(Source records)
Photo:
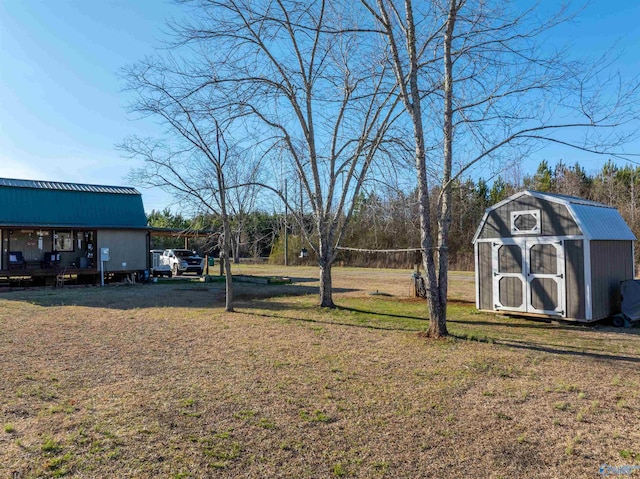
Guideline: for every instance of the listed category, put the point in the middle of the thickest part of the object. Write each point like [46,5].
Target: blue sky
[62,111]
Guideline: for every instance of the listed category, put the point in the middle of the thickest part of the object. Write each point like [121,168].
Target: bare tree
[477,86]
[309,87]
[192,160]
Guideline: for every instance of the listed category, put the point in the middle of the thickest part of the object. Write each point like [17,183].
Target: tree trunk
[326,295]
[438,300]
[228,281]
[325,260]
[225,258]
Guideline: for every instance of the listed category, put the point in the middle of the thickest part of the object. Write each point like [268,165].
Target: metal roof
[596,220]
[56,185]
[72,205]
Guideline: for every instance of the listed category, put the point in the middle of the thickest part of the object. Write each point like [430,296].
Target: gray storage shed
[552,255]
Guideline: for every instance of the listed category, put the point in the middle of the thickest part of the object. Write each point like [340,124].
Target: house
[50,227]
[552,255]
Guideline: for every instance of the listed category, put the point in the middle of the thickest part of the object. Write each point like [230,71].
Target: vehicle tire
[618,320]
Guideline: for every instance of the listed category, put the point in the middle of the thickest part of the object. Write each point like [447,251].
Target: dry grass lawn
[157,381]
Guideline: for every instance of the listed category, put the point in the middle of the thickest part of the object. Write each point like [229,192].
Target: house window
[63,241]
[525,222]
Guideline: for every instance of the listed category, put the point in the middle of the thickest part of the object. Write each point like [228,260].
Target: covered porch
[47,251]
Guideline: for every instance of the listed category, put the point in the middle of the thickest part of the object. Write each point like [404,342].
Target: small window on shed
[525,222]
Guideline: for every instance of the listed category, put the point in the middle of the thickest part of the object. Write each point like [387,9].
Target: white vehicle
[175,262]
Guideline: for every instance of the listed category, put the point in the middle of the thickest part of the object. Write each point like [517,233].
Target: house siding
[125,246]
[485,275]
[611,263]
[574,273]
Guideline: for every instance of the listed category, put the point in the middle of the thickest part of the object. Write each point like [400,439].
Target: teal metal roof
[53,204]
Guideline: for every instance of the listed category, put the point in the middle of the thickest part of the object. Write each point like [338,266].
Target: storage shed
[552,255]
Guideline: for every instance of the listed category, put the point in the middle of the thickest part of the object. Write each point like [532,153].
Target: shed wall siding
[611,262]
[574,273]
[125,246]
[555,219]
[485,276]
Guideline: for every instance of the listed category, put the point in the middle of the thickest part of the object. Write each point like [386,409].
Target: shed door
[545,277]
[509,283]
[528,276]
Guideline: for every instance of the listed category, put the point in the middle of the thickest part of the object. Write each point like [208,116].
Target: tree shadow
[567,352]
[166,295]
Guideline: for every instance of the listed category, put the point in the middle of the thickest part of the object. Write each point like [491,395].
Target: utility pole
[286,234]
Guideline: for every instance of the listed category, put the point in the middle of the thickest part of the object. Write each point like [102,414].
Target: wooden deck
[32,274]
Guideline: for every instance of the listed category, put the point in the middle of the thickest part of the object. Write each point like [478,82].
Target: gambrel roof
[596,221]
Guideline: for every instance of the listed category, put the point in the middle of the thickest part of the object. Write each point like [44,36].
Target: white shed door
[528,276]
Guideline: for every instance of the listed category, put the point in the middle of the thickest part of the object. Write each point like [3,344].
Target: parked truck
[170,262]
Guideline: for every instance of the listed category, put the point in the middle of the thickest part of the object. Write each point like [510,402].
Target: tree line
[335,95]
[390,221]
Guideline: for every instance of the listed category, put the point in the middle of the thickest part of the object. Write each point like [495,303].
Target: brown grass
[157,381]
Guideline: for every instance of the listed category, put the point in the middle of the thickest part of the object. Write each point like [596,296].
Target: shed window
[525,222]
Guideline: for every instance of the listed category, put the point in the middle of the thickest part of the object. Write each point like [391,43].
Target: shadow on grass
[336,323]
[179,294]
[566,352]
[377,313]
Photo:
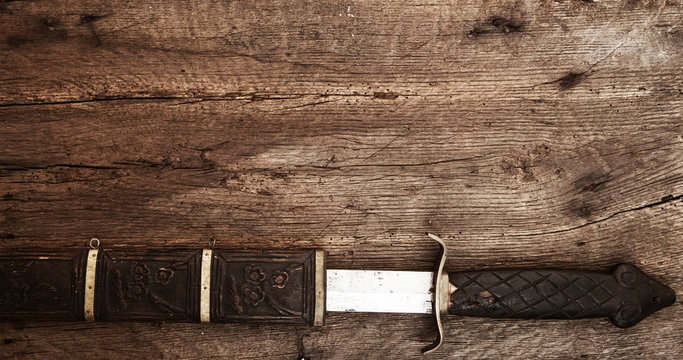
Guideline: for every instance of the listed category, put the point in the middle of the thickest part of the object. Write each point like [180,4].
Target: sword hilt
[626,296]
---
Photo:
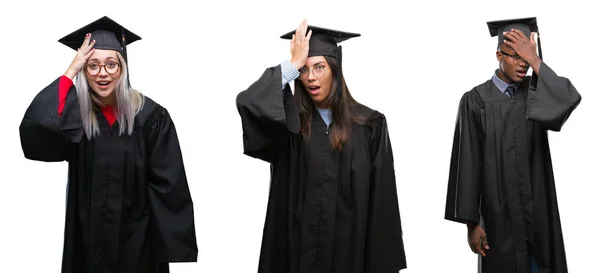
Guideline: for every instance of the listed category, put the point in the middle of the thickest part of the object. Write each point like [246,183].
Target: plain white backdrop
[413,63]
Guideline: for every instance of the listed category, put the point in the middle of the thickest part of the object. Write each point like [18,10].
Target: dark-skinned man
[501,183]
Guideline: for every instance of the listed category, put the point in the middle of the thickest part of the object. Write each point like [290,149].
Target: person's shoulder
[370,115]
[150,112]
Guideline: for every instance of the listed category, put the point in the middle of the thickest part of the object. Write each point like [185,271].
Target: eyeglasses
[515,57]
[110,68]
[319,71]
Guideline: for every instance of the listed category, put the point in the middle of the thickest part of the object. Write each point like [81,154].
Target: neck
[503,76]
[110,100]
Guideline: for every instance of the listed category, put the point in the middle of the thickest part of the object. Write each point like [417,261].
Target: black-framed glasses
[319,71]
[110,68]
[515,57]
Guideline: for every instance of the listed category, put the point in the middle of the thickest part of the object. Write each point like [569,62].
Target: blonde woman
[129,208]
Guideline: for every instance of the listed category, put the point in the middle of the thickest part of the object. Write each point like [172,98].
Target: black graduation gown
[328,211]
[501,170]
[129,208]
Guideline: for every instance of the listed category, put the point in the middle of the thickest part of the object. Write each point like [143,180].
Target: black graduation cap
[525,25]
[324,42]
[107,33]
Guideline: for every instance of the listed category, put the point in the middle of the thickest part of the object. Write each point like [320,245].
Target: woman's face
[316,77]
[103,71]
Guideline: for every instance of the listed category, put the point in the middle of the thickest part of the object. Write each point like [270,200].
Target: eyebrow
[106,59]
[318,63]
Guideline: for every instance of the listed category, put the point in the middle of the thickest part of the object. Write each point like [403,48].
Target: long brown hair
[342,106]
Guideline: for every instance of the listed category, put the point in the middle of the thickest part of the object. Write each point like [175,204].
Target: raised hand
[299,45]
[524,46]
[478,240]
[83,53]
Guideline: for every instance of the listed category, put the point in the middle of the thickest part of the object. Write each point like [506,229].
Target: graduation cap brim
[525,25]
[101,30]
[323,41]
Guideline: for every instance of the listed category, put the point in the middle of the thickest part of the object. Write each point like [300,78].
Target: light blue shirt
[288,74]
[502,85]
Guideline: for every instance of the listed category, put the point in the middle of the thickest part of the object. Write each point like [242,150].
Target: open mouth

What the task asks ▸
Identify every line of the material above that contains the word "black", and copy each such line in full. Treat the match as case-sensitive.

Exercise answer ▸
Target: black-framed glasses
Target: black graduation gown
Target: black graduation cap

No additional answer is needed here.